EXERCISE -> Set down exactly the lines in the records below that run from the line with "Each <instance> block gives the exact" to the line with "box: [782, 254, 863, 298]", inclusive, and nothing more.

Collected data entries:
#####

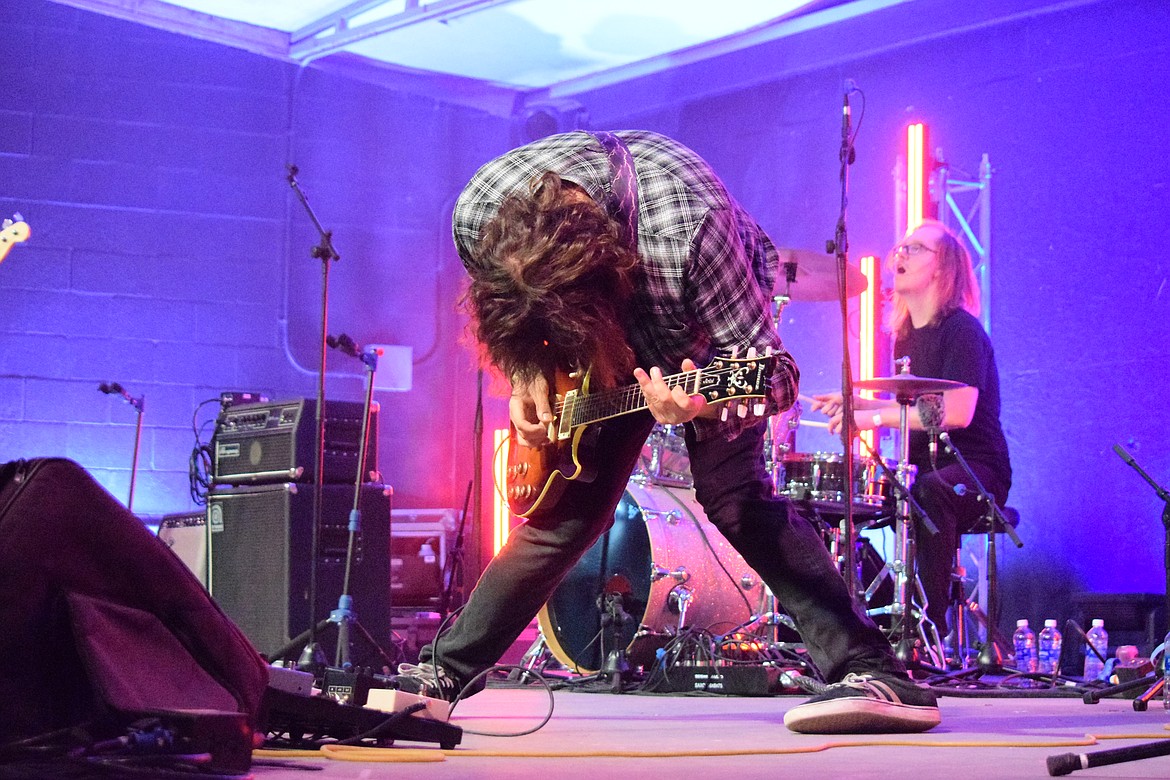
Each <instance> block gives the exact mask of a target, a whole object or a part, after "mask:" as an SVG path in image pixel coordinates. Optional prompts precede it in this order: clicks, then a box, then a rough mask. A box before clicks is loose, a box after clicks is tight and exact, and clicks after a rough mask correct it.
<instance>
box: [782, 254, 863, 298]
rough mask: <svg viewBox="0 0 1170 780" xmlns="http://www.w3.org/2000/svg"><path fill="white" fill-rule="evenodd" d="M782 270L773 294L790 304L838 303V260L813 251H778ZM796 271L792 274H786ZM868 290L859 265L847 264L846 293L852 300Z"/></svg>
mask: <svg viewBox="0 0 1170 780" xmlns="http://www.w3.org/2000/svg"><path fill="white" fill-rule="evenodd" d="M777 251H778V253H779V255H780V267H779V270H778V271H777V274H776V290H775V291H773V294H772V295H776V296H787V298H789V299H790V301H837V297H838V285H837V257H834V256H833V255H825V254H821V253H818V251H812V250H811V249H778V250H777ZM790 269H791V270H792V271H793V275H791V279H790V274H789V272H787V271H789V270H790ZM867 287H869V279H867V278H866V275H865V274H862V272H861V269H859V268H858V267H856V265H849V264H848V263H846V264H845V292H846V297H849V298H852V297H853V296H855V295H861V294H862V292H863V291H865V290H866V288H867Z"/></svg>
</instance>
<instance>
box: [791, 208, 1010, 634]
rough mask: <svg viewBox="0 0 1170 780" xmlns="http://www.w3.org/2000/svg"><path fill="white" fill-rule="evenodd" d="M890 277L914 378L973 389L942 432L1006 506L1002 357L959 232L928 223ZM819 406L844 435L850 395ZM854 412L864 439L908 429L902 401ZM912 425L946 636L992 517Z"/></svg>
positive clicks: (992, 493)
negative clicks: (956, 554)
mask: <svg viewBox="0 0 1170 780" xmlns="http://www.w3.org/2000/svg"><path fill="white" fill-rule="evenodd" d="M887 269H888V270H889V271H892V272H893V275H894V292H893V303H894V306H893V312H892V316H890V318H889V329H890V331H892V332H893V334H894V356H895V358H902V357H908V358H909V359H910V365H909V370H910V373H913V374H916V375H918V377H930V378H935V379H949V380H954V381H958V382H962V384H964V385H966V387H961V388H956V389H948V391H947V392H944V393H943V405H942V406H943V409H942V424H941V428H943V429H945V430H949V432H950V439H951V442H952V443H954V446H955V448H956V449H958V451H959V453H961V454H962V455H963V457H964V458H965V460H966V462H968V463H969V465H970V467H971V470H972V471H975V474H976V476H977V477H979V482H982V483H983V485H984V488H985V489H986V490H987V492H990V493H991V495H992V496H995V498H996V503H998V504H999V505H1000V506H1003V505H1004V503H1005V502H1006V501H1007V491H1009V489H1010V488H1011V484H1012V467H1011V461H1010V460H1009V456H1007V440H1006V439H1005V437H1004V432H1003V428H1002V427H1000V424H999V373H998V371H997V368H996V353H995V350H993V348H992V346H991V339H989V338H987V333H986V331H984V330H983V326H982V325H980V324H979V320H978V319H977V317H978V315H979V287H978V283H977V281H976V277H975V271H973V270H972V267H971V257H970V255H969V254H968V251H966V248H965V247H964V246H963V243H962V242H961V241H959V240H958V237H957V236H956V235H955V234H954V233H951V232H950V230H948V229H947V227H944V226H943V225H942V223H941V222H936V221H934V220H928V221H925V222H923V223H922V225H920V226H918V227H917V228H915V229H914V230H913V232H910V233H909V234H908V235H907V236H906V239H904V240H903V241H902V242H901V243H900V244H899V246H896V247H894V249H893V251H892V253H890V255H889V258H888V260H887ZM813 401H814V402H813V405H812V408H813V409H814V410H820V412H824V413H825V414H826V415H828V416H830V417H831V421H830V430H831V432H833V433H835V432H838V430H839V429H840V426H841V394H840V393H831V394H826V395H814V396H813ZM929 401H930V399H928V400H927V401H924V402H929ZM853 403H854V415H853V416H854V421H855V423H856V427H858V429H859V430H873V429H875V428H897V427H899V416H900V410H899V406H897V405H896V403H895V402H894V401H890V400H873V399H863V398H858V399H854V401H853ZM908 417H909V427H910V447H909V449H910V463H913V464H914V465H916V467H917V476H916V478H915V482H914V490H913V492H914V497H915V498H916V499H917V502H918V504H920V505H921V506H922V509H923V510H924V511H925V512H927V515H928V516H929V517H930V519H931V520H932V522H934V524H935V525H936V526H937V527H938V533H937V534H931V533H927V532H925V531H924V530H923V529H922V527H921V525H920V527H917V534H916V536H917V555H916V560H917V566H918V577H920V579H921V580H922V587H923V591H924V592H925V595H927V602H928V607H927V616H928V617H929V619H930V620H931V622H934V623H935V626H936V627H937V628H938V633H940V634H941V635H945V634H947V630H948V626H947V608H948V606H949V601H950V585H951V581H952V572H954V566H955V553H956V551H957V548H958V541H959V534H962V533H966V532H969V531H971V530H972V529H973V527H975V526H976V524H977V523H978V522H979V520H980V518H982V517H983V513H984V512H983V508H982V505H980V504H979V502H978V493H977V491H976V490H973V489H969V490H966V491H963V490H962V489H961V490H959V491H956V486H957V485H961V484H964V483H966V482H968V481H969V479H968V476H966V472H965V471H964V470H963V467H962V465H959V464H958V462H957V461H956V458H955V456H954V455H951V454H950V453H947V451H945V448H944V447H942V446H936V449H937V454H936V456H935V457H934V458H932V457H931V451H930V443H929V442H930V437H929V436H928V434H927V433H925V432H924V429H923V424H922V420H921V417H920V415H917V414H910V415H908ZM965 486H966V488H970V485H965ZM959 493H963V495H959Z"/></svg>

#####

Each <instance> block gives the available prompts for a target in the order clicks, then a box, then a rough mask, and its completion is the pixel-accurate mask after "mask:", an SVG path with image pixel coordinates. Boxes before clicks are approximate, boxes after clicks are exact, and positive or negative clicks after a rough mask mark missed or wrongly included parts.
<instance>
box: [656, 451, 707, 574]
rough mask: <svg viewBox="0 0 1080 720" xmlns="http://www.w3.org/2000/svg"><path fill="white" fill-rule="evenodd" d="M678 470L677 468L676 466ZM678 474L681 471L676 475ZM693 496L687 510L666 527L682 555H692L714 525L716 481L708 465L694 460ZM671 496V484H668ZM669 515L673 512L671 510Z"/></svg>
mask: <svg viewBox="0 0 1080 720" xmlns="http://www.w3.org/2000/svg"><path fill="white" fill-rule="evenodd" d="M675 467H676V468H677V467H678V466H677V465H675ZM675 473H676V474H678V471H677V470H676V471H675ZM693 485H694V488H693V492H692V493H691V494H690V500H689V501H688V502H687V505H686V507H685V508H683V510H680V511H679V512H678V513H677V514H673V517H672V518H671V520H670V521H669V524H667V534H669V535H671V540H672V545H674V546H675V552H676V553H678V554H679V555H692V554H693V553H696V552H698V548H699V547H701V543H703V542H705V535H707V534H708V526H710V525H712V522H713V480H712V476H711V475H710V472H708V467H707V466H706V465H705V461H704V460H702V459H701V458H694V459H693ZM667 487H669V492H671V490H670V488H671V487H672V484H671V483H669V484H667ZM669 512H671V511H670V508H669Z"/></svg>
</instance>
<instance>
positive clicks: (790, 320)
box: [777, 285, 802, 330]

#####

OUTPUT ->
Each <instance> block gives the exact mask of a target, a whole object or a part, after "mask:" as an SVG path in image pixel coordinates. Optional prompts precede it in this order: clicks, then a box, then a rough mask. A box before clicks is loose, a box after clicks is tight and exact, and clicks after a rough mask correct it.
<instance>
box: [782, 254, 863, 298]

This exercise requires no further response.